Reading text:

=== Section Start ===

Creationism, accreditation, and the rules of evidence
Last month I argued that present-day creationism is a conspiracy theory, that like other conspiracy theories, it has its own rules of evidence, and that one underlying driver for this conspiracy theory is a struggle for power. Two recent developments give substance to my claim.
Firstly, regarding the rules of evidence. We are familiar with the creationist claim that ancient-earth geology and the related studies such as the fossil record are mere historical sciences, based on unproven and unprovable assumptions about unrepeatable past events, whereas the scientific method requires reproducibility.
The errors here are obvious. The observations must, circumstances permitting, be reproducible, but the past event inferred need not be. For example, recent DNA evidence established that the father of the Archbishop of Canterbury was not the person named on his birth certificate. We can test this conclusion, to the highest scientific standards, by repeating the DNA test, but there is no need to beget additional Archbishops to prove our point. We do indeed assume, with Hutton, that the present is the key to the past, but this assumption is itself the result of repeated observation. We can see rain splashes in billion-year-old mudstone and rounded pebbles in ancient riverbeds. The resemblance between past and present is not, as creationists claim, an input into interpretation but an outcome of observation.
But this month the world’s most noted creationist organisation has gone even further. In a piece titled Thinking Critically About “Ape-Man” Messages, Patricia Engler of Answers in Genesis tells us “how to sort through such claims with biblical, critical thinking.” Her recommended procedure is dramatically effective: “The first way to detect a lie is by comparing it to the truth, with the ultimate standard for truth being God’s Word.” Unsurprisingly, this leads her to conclude, “Hominid claims fail this test.” The first test for truth, she tells us, is correspondence with AiG’s views. Whatever does not correspond to these views is not true. The insulation from criticism is perfect.
I wanted find out more about Ms Engler, but Answers in Genesis tells us tantalizingly little. We are told that after 12 years homeschooling, she completed a BSc with distinction at a liberal arts college, where “she studied intensely evolutionary courses to learn firsthand how Christian students can navigate secular education without compromising their biblical worldview,” but we are not told the subject matter of her BSc nor the identity of the college where she acquired these navigational skills.
As for the role of power in creationism, we have an example this week, when the Transnational Association of Christian Colleges and Schools (Tracs) will have the status of its accreditations reviewed by the Council for Higher Education Accreditation. Joshua Swamidass has discussed the issues concerned in the Wall Street Journal, and Panda’s Thumb has covered Dr. Swamidass’s article here.

=== Section End ===

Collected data

=== Section Start ===

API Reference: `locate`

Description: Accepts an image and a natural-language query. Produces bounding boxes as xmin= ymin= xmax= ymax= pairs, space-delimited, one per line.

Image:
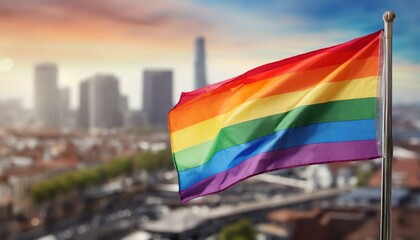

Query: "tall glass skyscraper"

xmin=143 ymin=70 xmax=173 ymax=126
xmin=194 ymin=37 xmax=207 ymax=89
xmin=34 ymin=63 xmax=60 ymax=129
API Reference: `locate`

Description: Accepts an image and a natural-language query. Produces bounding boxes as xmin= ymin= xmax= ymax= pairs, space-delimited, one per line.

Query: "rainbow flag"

xmin=169 ymin=31 xmax=381 ymax=203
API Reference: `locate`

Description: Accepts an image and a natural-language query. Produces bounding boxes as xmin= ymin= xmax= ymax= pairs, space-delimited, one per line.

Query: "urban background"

xmin=0 ymin=0 xmax=420 ymax=240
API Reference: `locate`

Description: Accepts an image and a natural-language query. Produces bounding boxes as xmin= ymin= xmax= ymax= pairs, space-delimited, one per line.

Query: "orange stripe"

xmin=177 ymin=32 xmax=379 ymax=107
xmin=170 ymin=56 xmax=379 ymax=132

=== Section End ===

Tasks and exercises:
a - Answer these questions from the creationism essay:
(i) What did recent DNA evidence establish about the father of the Archbishop of Canterbury?
(ii) Which organization is Patricia Engler with?
(iii) Which body will review the status of the accreditations of the Transnational Association of Christian Colleges and Schools?
b - Set down exactly the part of the creationism essay that opens with the words containing "I wanted find" and closes with "Swamidass’s article here.".
The data have no connection to the creationism essay.

Outputs by task:
a -
(i) He was not the person named on the Archbishop's birth certificate.
(ii) Answers in Genesis.
(iii) The Council for Higher Education Accreditation.

b -
I wanted find out more about Ms Engler, but Answers in Genesis tells us tantalizingly little. We are told that after 12 years homeschooling, she completed a BSc with distinction at a liberal arts college, where “she studied intensely evolutionary courses to learn firsthand how Christian students can navigate secular education without compromising their biblical worldview,” but we are not told the subject matter of her BSc nor the identity of the college where she acquired these navigational skills.
As for the role of power in creationism, we have an example this week, when the Transnational Association of Christian Colleges and Schools (Tracs) will have the status of its accreditations reviewed by the Council for Higher Education Accreditation. Joshua Swamidass has discussed the issues concerned in the Wall Street Journal, and Panda’s Thumb has covered Dr. Swamidass’s article here.